## BRANO DA LEGGERE

****************************************

Pellegrini di Speranza: un Viaggio per i nostri Tempi
E un metodo per iniziare la conversazione ovunque vi troviate
Alcune parole sembrano senza peso finché la vita non ci costringe a considerarle in modo diverso. “Speranza” è una di queste parole. La gettiamo nelle frasi facilmente: “Spero che non piova”, “Spero che il treno sia in orario”, “Spero che vada tutto bene”. Ma cosa succede quando la speranza è tutto ciò che ci resta? Quando il peso della realtà si fa sentire e abbiamo bisogno di qualcosa di più profondo di una speranza?
Nel 2025 la Chiesa ci chiama a essere pellegrini della speranza in un Anno Santo dedicato alla riscoperta di questa virtù, non come un vago ottimismo, ma come qualcosa di solido, di trasformativo. Sia papa Benedetto XVI che papa Francesco ci ricordano che la speranza cristiana non consiste nel chiudere gli occhi e sperare nel meglio. È un'ancora, radicata nella promessa di Dio, che modella il nostro modo di vivere e agire nel mondo.
Nell'ambito di questa iniziativa, ho avuto il privilegio di collaborare con il vescovo Johannes van den Hende per contribuire a creare un quadro di riferimento per delle conversazioni significative, assicurando che la speranza non sia solo discussa, ma realmente vissuta. Insieme, abbiamo cercato di progettare un approccio che incoraggiasse l'ascolto profondo e la riflessione condivisa, permettendo alle persone di sperimentare la speranza in comunità piuttosto che come un ideale astratto.
Ma cosa significa questo nella vita reale?
La speranza: più di un sentimento
Per molti la speranza è un concetto astratto, qualcosa di cui è bello parlare nei sermoni ma difficile da afferrare nella vita quotidiana. Eppure, la tradizione cristiana insiste sul fatto che la speranza non è passiva. È una forza attiva che ci spinge a superare la disperazione. Ci chiama a qualcosa di più grande, chiedendoci di agire come portatori di speranza, non solo come cercatori.
Considerate un momento della vostra vita in cui le parole, le azioni o la semplice presenza di qualcuno vi hanno sollevato quando vi sentivate di arrendervi. Forse si è trattato di un amico che vi ha ricordato il vostro valore, di una comunità che vi ha accolto quando vi sentivate persi, o di una tranquilla consapevolezza nella preghiera di non essere soli. La speranza è spesso portata da piccoli gesti, che passano inosservati fino a quando non ne abbiamo più bisogno.
Una speranza che coinvolge il mondo
Se la speranza è reale, deve toccare il mondo. Deve uscire dalle comode riflessioni e confrontarsi con le rotture che ci circondano. Ecco perché questo Anno Santo ci invita non solo a riflettere sulla speranza, ma a praticarla.
La speranza cristiana non è ingenua. Non ignora la sofferenza né finge che tutto vada bene. Al contrario, ci dà il coraggio di entrare nella confusione della vita con la convinzione che la redenzione è possibile. Ci spinge a difendere la giustizia, a prenderci cura degli emarginati, a essere voci di incoraggiamento in spazi offuscati dal cinismo. Come dice Papa Francesco nella Spes non confundit, la vera speranza “prende forma in atti concreti di amore”.

****************************************

## ESERCIZI DA SVOLGERE
**A.** Ricopia tale e quale tutto il brano sulla speranza, da "La speranza: più" giù fino a "solo come cercatori.".
**B.** Scrivi il seguito del brano sulla speranza, cominciando subito dopo la sua ultima frase.
Le voci qui sotto sono materiale a parte, slegato dal brano sulla speranza.

****************************************

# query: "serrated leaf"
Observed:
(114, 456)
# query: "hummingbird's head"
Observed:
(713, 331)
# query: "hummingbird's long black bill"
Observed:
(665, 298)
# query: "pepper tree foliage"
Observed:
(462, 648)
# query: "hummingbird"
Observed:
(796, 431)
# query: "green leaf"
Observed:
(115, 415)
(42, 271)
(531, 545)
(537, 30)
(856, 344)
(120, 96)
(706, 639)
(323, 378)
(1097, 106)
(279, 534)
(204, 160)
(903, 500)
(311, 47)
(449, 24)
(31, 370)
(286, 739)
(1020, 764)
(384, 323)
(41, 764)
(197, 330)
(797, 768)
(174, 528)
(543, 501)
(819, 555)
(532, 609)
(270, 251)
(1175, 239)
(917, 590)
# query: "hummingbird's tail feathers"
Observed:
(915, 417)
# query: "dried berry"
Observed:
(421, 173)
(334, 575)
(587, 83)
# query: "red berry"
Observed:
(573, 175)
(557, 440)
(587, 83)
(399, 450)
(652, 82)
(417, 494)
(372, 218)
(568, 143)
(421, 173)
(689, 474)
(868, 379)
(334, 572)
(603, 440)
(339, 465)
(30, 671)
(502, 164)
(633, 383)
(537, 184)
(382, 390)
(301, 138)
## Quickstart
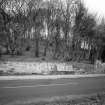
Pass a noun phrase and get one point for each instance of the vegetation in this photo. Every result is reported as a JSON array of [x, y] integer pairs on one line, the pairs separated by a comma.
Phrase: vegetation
[[63, 30]]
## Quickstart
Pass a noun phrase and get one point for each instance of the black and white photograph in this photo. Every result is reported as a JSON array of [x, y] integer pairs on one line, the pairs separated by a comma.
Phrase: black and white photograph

****************************************

## SOLUZIONI
**A.**
La speranza: più di un sentimento
Per molti la speranza è un concetto astratto, qualcosa di cui è bello parlare nei sermoni ma difficile da afferrare nella vita quotidiana. Eppure, la tradizione cristiana insiste sul fatto che la speranza non è passiva. È una forza attiva che ci spinge a superare la disperazione. Ci chiama a qualcosa di più grande, chiedendoci di agire come portatori di speranza, non solo come cercatori.

**B.**
Allora, da dove cominciamo? Forse con una semplice domanda: Chi c'è intorno a me che ha bisogno di speranza in questo momento? Un amico che lotta contro i dubbi che lo tormentano? Uno sconosciuto che porta fardelli invisibili? Una società fratturata dalle divisioni? La speranza inizia dove scegliamo di farci prossimi e presenti.
L'ascolto come atto di speranza
Uno dei modi più potenti per promuovere la speranza è la conversazione autentica. Ispirata dal Sinodo sulla sinodalità, la diocesi di Rotterdam ha introdotto una pratica chiamata “conversazioni di ascolto”: incontri in cui le persone condividono le loro esperienze di speranza e di fede, non per fare dibattiti o persuadere, ma per ascoltarsi veramente.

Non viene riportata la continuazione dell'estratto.